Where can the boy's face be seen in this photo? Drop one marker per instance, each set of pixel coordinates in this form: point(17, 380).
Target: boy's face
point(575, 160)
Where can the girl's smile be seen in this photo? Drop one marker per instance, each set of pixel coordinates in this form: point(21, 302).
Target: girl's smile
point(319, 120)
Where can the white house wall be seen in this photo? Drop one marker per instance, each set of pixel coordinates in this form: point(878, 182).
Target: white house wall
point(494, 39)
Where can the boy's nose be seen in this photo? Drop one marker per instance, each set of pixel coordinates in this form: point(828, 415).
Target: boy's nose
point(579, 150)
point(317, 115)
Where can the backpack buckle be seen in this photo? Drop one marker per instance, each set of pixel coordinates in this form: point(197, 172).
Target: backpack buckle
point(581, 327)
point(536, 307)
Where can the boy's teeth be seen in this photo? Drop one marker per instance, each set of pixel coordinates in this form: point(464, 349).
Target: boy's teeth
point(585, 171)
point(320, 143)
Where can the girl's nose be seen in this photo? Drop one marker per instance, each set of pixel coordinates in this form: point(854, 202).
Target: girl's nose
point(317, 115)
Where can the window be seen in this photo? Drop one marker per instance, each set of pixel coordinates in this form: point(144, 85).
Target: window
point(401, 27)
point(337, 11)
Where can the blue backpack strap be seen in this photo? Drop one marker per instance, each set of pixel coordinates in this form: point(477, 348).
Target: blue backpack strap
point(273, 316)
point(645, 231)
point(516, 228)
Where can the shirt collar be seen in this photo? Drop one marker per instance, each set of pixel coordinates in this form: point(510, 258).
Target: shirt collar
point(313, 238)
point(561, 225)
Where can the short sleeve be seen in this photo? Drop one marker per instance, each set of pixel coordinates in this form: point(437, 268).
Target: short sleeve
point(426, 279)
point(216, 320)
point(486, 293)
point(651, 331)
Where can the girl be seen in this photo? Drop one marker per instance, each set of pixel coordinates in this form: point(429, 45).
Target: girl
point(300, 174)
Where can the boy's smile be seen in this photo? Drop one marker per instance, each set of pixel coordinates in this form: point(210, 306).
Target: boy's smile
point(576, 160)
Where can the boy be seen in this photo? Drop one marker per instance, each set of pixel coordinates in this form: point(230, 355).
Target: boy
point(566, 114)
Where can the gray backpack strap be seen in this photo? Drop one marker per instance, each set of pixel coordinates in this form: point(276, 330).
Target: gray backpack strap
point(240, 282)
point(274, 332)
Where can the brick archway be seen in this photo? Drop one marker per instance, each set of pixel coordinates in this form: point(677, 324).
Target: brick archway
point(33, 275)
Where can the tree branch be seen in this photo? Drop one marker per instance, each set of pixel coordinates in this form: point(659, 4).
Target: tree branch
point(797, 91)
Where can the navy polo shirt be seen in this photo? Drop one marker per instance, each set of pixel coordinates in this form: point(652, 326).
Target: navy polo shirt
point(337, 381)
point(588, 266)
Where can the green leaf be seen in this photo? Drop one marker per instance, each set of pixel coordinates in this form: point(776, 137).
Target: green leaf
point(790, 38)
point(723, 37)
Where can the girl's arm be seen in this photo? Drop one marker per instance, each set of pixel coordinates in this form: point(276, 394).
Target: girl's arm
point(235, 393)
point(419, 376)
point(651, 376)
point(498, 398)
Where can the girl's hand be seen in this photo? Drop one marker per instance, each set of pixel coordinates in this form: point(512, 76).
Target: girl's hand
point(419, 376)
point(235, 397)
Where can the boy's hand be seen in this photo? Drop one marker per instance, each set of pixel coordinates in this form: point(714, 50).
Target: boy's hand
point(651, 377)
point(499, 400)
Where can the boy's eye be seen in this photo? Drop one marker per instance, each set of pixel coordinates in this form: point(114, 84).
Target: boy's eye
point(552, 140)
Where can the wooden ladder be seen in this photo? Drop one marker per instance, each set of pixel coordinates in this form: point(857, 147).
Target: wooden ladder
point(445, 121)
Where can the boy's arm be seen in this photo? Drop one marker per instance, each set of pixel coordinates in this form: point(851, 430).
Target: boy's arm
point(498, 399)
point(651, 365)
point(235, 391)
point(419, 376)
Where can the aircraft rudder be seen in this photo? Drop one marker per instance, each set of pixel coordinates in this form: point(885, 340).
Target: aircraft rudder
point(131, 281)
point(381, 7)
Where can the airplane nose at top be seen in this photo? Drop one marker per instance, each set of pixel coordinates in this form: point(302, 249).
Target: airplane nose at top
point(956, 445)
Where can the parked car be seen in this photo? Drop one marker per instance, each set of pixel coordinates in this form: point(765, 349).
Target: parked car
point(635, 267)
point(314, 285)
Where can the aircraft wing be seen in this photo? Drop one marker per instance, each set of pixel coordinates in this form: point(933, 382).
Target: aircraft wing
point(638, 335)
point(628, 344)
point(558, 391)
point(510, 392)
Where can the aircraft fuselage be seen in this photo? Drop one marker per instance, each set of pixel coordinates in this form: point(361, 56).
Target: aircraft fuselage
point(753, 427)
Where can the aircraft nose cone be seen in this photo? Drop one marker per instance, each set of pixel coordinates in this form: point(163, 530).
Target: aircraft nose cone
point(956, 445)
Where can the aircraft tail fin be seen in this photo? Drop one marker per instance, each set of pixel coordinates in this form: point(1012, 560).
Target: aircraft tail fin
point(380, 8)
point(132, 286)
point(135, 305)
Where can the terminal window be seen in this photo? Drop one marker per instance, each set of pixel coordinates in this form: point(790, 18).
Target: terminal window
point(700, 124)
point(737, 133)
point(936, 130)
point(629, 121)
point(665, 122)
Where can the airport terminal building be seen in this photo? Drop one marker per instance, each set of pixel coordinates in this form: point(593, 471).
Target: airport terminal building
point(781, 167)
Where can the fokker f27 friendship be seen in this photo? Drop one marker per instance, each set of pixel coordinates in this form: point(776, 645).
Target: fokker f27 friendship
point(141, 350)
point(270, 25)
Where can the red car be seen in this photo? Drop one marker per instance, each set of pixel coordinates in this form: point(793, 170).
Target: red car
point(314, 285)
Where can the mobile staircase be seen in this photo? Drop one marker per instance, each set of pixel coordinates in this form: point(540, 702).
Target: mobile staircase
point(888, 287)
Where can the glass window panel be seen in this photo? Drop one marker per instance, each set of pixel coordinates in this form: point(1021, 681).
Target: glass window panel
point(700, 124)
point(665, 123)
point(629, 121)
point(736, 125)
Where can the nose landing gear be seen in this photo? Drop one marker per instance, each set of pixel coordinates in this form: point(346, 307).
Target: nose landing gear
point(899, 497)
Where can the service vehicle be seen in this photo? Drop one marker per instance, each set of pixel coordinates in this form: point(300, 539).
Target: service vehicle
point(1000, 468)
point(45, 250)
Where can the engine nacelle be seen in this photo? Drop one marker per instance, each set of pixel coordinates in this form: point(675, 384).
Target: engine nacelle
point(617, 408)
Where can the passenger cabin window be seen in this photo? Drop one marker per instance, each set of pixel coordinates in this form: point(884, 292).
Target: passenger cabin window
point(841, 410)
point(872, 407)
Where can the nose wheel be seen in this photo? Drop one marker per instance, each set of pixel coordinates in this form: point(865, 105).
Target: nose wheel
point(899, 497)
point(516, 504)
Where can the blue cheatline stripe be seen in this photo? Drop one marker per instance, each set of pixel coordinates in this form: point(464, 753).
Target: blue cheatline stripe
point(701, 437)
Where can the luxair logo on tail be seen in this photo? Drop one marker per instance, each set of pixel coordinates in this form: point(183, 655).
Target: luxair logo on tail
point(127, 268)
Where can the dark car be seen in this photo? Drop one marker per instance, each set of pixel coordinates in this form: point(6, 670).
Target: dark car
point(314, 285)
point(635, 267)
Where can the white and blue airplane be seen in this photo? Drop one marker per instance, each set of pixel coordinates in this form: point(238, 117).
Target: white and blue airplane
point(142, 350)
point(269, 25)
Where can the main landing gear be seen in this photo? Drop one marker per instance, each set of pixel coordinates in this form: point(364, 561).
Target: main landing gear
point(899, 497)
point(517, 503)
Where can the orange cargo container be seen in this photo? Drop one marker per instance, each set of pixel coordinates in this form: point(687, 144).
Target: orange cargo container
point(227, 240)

Aim of the task
Scale the data from the line with "Where can the girl's arm" up to and including the line with "point(381, 7)". Reproduce every line in that span, multiplying each marker coordinate on the standalone point lines by 0.35 and rounding to whole numbers with halves rounded up, while leaving the sample after "in this form:" and all other text unchanged.

Complete answer
Where can the girl's arm be seen in this photo? Drop one marker per instance, each set of pixel coordinates in this form: point(276, 394).
Target: girl's arm
point(82, 138)
point(147, 132)
point(228, 132)
point(174, 139)
Where can the girl's hand be seen in this photo? Drop one marker per instance, each set of pixel coordinates in this form: point(512, 76).
Target: girl's hand
point(147, 132)
point(82, 139)
Where can the boy's hand be seen in this photo? Drop one marker per instance, each set of pixel coordinates in this form: point(714, 50).
Target: boy's hand
point(228, 132)
point(175, 140)
Where can the boy's eye be seen in this photo? Drop one marker per instance, each set of pixel coordinates in this form: point(114, 84).
Target: boy's eye
point(193, 49)
Where can the wooden ladder be seen in this photo? Drop one marker per instance, each set of pixel coordinates in this form: point(857, 147).
Target: wooden ladder
point(156, 42)
Where can the boy's arm be seen in this photo? Drop one marker per instance, each set of pixel coordinates in this form: point(851, 430).
Target: boy's arm
point(174, 140)
point(228, 128)
point(82, 137)
point(147, 132)
Where can the aircraft rudder be seen in this photo? Drop one marker per instance, each set of pixel coordinates in this form: point(885, 340).
Target: aircraft rudder
point(46, 98)
point(133, 2)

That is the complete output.